■ AIM: Copy the entries below from the line containing "Using the screenshot above, find the finger." through the line containing "[125,254,220,549]", inclusive, and increase every bounding box coordinate in them by 9, leaving all other text unchanged.

......

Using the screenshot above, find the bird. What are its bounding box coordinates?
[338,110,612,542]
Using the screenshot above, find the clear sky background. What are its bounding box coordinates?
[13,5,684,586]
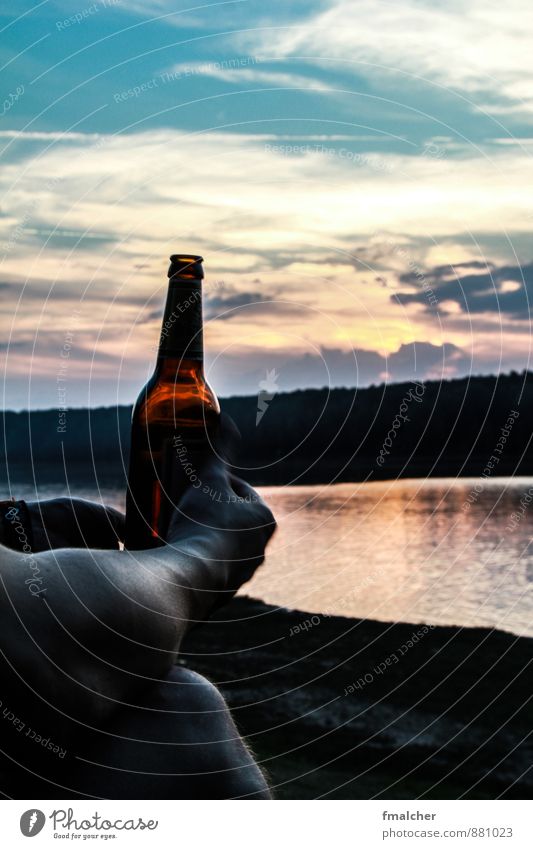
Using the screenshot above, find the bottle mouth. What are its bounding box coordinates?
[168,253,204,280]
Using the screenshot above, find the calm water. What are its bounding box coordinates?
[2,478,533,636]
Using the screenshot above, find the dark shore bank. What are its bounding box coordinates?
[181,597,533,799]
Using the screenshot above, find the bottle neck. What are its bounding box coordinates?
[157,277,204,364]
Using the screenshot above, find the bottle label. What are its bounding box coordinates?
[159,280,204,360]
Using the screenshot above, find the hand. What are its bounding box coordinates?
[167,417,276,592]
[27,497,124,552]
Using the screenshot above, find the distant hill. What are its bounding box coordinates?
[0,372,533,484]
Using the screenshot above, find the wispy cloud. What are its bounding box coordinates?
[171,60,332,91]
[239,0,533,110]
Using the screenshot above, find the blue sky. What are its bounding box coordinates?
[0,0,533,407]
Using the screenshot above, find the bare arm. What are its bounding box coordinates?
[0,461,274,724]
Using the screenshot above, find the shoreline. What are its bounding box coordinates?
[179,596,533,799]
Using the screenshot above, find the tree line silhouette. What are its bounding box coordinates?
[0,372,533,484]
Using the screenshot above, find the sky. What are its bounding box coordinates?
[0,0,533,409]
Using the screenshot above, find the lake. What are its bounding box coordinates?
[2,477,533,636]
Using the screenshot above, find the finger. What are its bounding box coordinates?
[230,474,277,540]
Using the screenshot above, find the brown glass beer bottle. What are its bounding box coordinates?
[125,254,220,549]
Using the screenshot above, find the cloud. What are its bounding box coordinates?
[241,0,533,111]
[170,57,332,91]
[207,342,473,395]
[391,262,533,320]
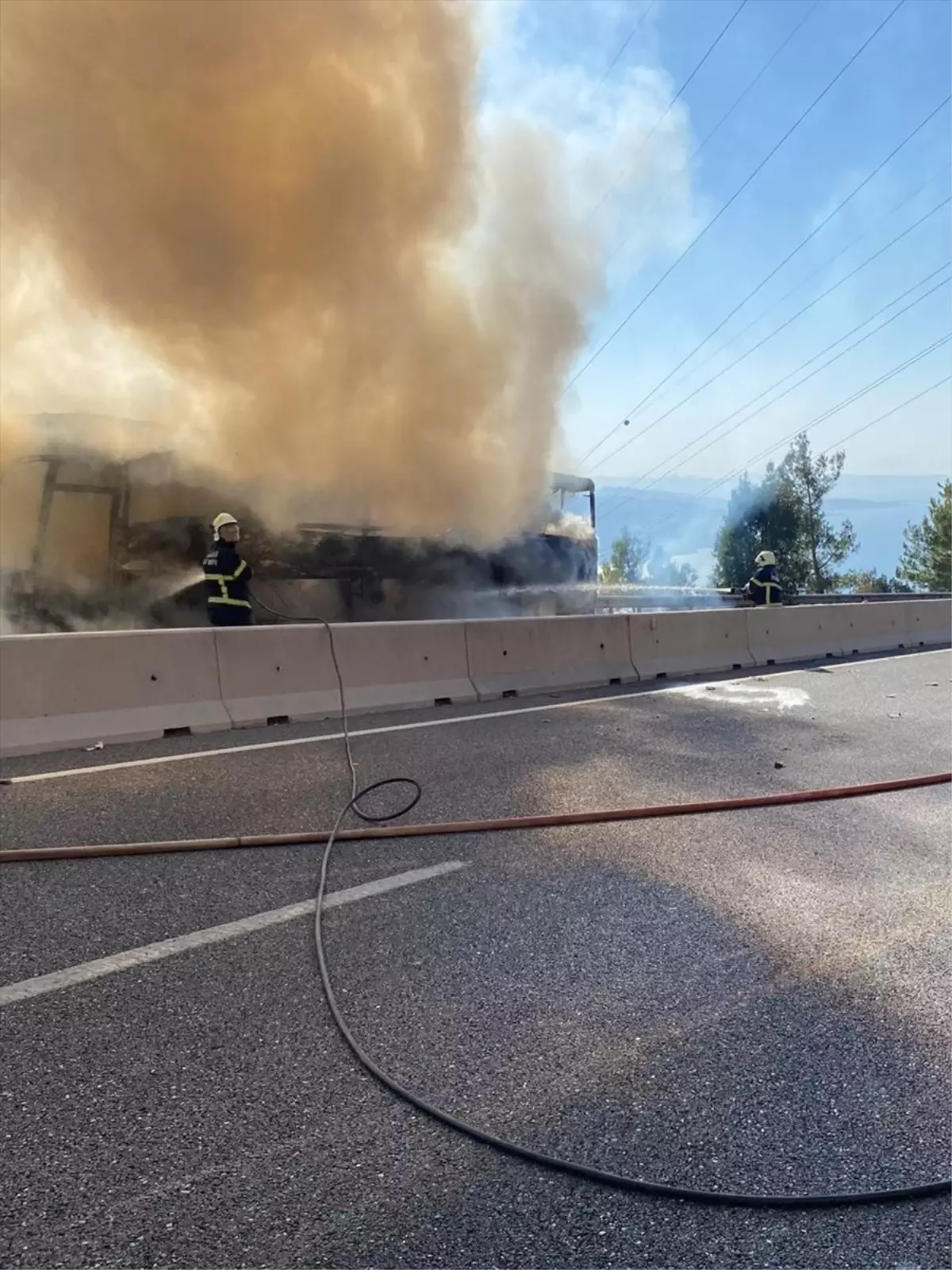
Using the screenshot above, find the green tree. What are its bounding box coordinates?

......

■ FINISHED TASK:
Using the screenshot above, find the finger. What are its bounding box coordinates?
[239,483,286,549]
Using the screenshot above, find the brown glass beer bottle. What are its bounding box coordinates?
[134,263,229,558]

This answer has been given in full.